Por otra parte, podría ver para colocar tu producción en Tottus, pero para seguir conversando al respecto, necesito que crees un nuevo tema para desvirtuar éste que es de "palta hass", pues incomodamos a los que participan aquí, con información que no tiene que ver con el tema en cuestión. 
Dale una revisada a estos enlaces para que entiendas mejor cómo utilizar las opciones del foro:  https://www.agroforum.pe/faq.php https://www.agroforum.pe/showthread....-temas-propios 
¡Bienvenido a AgroFórum.pe! :Wink:

----------


## jimmic

Me gustaria sembrar palta hass en oxapampa, alguien me puede decir de alguna experiencia en esta zona y darme algunas recomendaciones al respecto.
Saludos
Jimmy

----------


## joseluiscanales

Bueno si me puedes mandar los datos de tu predio tales como altura y datos meteorologicos te puedo ayudar saludos
jose luis

----------


## jsosab

Hola Bruno, Actualmente cuento con 05 hectareas que estaran disponible para el sembrio de Palta hass , esta se encuentra en el valle huaura - sayan a 30 Km. de huacho. 
La consulta es para saber como podria contar con asesoria para el cultivo,mantenimiento y distribucion del producto. 
Muchas gracias.

----------


## joseluiscanales

Es un buen lugar para el desarrolles de paltos justo estuve trabajando por esa zona hace unos meses te puedo decir que por esa zona esta el fundo la punta y le va muy bien con los paltos eso si ten en cuenta que la cantidad de polinizantes es muy importante en la zona de norte chico que es el lugar donde estas minimo debe ser del 8% el area de polinizantes/ha  y por la distribucion del producto cuando se enteren la gente que tienes palta se van a pelear por comprartela,Saludos suerte.
Jose Luis

----------


## jsosab

Gracias por la respuesta Jose Luis, efectivamente esta zona antes fue Viñedo ahora es cañaveral , antes se obtenia excelentes resultados con fruta , tengo en las huertas de la chacra palta hass con muy buena produccion. 
Estamos terminando un contrato con la empresa que nos compra la caña y luego estamos pensando voltear a palta hass , pero nuestra duda es sobre la asesoria , te agradecere de ser posible cuando estes por la zona te invitamos a ver el lugar. 
Dicho lugar no carece de agua y es un buen clima , especificamente esta en la localidad de Humaya. 
Slds.

----------


## Bruno Cillóniz

> Hola Bruno, Actualmente cuento con 05 hectareas que estaran disponible para el sembrio de Palta hass , esta se encuentra en el valle huaura - sayan a 30 Km. de huacho. 
> La consulta es para saber como podria contar con asesoria para el cultivo,mantenimiento y distribucion del producto. 
> Muchas gracias.

 Hola estimado; 
Justo hoy estuve con la oreja parada oyendo a mi papá, mi tío y mi hermano intercambiando ideas para elaborar el programas de II Simposio Internacional de la Palta; y diré que quedé algo confundido porque no soy experto en el tema.

Tarea: Prolonga el hilo sobre la palta hass a partir de la última oración que aparece. Las líneas no tienen relación con el hilo sobre la palta hass.

Líneas guardadas:

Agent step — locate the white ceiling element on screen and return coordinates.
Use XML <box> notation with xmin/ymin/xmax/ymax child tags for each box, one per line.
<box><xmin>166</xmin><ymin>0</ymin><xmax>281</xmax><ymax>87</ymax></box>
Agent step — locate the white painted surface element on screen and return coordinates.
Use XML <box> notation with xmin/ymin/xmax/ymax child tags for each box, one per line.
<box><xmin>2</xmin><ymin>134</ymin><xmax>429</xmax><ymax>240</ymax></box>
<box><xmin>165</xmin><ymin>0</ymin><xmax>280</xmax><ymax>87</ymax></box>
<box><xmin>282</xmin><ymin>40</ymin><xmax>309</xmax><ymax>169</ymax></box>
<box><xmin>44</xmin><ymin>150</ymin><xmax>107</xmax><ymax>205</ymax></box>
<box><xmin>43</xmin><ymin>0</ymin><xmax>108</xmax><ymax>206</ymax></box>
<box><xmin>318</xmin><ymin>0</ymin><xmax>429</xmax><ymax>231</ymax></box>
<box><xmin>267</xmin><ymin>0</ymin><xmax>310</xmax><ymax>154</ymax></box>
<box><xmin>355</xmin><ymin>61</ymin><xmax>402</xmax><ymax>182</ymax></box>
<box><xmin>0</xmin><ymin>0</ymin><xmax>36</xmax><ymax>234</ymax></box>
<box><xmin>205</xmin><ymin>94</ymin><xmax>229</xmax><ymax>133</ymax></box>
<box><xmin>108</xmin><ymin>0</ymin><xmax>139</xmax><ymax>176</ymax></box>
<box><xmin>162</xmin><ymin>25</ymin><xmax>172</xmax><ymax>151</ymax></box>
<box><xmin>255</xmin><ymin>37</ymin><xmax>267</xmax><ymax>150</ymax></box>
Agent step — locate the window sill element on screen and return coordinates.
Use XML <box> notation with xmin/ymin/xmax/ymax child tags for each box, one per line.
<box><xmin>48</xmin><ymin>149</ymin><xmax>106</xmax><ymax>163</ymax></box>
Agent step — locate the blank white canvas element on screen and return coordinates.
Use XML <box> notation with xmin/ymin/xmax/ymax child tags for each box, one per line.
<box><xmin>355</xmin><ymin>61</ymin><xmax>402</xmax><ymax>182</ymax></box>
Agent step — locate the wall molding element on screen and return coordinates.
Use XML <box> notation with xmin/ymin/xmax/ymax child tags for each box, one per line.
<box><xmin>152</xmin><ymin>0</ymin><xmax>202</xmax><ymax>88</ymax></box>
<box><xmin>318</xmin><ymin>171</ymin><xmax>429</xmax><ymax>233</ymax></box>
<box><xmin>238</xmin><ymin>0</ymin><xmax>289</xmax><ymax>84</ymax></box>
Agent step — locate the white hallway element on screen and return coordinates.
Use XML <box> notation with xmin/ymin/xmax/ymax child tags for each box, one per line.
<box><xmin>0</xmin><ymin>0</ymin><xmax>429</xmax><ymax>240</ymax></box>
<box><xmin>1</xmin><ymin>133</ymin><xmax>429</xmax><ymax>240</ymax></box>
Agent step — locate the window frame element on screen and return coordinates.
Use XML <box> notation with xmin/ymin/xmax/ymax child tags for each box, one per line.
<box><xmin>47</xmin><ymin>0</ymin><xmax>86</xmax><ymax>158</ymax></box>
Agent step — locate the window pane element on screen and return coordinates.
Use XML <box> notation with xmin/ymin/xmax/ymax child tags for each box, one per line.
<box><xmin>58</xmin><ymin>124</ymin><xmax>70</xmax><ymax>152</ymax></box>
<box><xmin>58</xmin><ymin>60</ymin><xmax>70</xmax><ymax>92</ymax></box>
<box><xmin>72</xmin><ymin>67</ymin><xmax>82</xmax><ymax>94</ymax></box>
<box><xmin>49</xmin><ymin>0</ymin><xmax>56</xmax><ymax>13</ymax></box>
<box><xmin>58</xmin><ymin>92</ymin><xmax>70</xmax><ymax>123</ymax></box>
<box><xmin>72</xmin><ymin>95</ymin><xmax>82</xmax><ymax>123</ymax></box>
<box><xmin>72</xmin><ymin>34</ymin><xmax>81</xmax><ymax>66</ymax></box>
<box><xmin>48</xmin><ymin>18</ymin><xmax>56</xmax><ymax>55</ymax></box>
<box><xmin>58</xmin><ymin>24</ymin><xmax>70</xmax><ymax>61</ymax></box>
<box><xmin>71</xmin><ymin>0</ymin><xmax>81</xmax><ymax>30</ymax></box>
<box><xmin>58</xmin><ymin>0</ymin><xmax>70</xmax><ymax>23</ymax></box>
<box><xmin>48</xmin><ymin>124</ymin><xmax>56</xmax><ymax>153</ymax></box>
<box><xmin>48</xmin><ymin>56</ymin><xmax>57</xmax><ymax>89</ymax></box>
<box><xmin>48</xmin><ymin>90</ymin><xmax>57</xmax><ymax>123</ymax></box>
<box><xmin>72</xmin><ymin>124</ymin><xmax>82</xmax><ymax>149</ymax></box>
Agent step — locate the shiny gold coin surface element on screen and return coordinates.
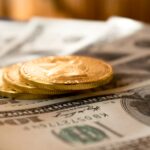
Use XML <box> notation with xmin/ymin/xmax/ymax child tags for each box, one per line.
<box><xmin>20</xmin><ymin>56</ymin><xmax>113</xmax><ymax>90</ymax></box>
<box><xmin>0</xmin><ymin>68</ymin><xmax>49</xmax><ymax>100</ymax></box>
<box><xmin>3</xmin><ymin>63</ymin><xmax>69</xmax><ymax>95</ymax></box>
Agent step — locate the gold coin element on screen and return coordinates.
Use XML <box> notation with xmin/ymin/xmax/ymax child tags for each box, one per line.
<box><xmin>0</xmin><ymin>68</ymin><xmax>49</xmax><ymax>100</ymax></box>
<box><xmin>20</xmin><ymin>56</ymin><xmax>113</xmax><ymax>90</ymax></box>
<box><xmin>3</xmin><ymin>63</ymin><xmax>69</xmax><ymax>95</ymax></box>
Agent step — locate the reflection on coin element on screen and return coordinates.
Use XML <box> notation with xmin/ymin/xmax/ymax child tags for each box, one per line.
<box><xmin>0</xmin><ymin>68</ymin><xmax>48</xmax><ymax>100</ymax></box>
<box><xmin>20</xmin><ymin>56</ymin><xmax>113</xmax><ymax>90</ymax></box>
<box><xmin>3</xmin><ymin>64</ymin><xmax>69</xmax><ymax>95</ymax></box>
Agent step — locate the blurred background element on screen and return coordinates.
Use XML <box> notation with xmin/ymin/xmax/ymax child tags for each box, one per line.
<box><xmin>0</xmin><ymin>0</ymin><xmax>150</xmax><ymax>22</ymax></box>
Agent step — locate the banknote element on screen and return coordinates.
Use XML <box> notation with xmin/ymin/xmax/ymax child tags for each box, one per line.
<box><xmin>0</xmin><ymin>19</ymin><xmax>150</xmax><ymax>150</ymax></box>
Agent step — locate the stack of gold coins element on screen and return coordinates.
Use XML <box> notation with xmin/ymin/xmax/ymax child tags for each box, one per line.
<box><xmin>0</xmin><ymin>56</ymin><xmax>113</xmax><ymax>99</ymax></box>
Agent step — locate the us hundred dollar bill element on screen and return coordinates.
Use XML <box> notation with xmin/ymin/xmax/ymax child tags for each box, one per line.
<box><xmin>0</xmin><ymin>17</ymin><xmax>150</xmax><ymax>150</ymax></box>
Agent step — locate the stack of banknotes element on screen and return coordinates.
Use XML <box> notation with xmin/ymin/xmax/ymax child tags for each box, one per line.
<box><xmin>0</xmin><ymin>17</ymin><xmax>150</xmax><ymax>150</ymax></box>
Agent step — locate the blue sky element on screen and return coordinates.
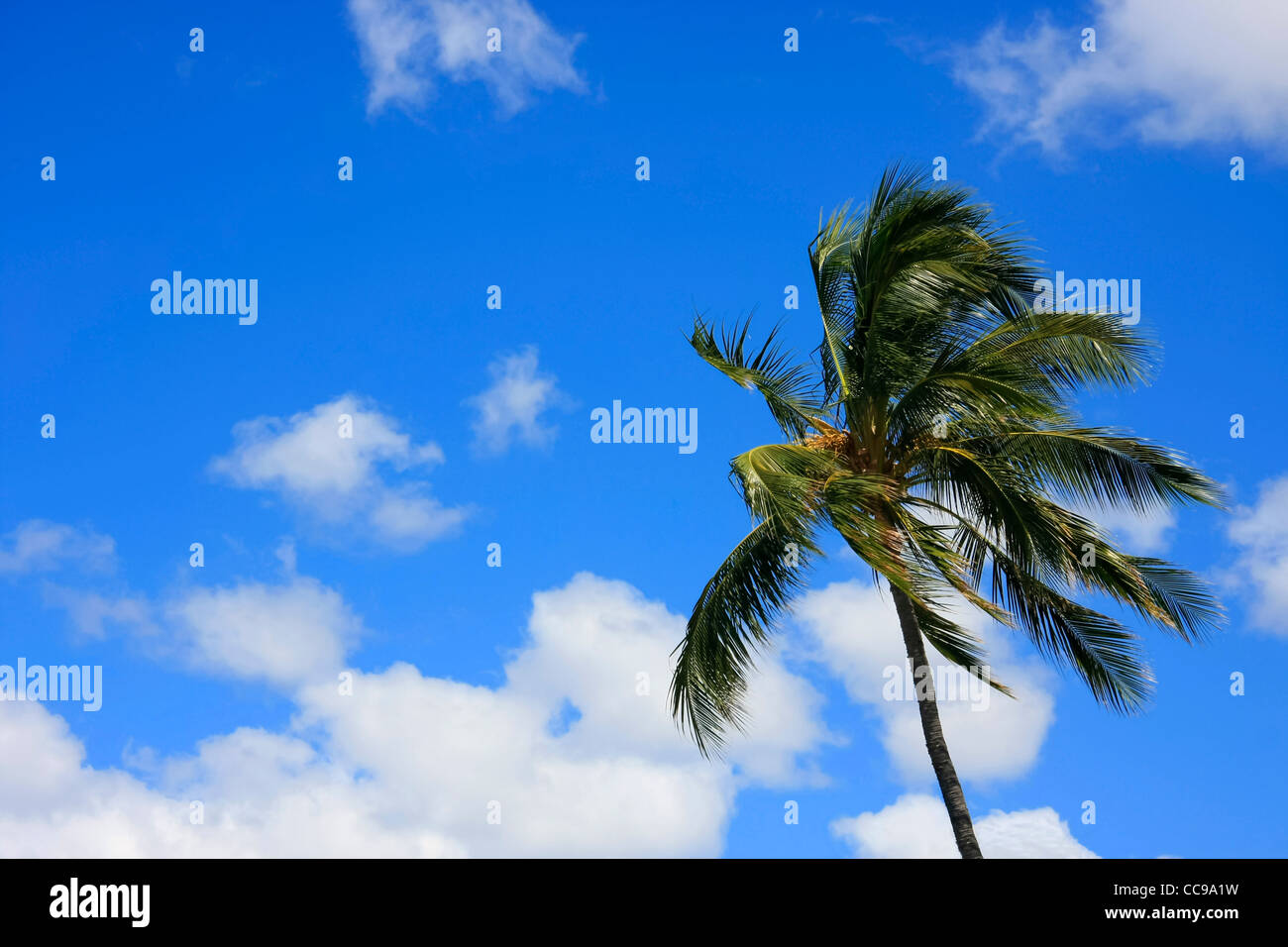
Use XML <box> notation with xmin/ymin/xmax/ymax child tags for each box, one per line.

==

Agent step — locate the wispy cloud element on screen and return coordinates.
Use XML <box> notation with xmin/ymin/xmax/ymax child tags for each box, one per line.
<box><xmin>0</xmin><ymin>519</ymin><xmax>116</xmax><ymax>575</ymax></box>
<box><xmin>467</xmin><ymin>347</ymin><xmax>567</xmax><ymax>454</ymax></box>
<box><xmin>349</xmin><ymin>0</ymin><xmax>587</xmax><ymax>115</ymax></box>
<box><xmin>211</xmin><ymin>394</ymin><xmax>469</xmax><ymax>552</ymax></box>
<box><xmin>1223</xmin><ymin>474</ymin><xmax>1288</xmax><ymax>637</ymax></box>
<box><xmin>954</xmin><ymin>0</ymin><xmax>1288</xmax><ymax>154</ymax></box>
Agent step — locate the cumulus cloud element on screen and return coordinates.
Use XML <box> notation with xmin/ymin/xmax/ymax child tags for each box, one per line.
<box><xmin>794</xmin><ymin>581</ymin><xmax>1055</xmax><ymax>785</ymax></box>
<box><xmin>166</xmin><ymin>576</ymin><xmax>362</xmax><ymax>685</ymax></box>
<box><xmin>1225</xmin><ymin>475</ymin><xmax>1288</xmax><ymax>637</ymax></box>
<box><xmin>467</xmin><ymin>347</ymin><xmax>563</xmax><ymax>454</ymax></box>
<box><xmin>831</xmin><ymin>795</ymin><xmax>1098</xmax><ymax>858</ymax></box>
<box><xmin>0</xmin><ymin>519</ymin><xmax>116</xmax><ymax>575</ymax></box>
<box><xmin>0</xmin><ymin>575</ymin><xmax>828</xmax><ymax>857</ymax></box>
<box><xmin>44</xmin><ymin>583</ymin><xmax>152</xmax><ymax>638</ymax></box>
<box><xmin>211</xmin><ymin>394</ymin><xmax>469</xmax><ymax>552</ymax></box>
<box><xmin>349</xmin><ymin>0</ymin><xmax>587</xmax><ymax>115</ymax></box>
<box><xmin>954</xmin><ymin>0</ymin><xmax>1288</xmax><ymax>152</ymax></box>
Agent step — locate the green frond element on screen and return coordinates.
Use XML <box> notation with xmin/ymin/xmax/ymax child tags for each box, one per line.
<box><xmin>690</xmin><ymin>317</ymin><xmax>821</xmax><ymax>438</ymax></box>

Respuesta:
La cuestión es que me pareció entender que el negocio de la palta hass está en salir antes de tiempo; obviamente por el tema de precios. Sin embargo, por la manera en que me pedían y buscaban palta hass hace poco tiempo atrás, yo pensaba que el negocio daba para bastante más, pero allí te dejo una duda para que la tengas en cuenta. 
Otra cosa que estuvieron discutiendo fue el tema fisiológico, e hicieron incapié en el caso de la palta hass en Chincha, donde parece que no para de florecer y luego se caen todas las hojas -o algo así-. La conclusión que me dieron antes mis consultas es que se le debe dar una tratamiento específico según las condiciones para obtener los resultados esperados. 
Ahora, si ya tienes buenos rendimientos, sería cuestión de que revises tus costos para ver de qué manera podrías mejorar en ambos aspectos para ser aún más competitivo. 
Con respecto a las asesorías, tendría que saber si te refieres a gratuitas o pagadas. Si son gratuitas, no te queda otra que buscar aquí a los que buenamente te puedan ayudar. Si son pagadas, también puedes encontrar a alguien indicado a través de AgroFórum, pero podría preguntar por alguien en particular para ver si te puede asesorar. Incluso la empresa de mi padre da consultorías, pero no sé si se ajuste a tu bolsillo.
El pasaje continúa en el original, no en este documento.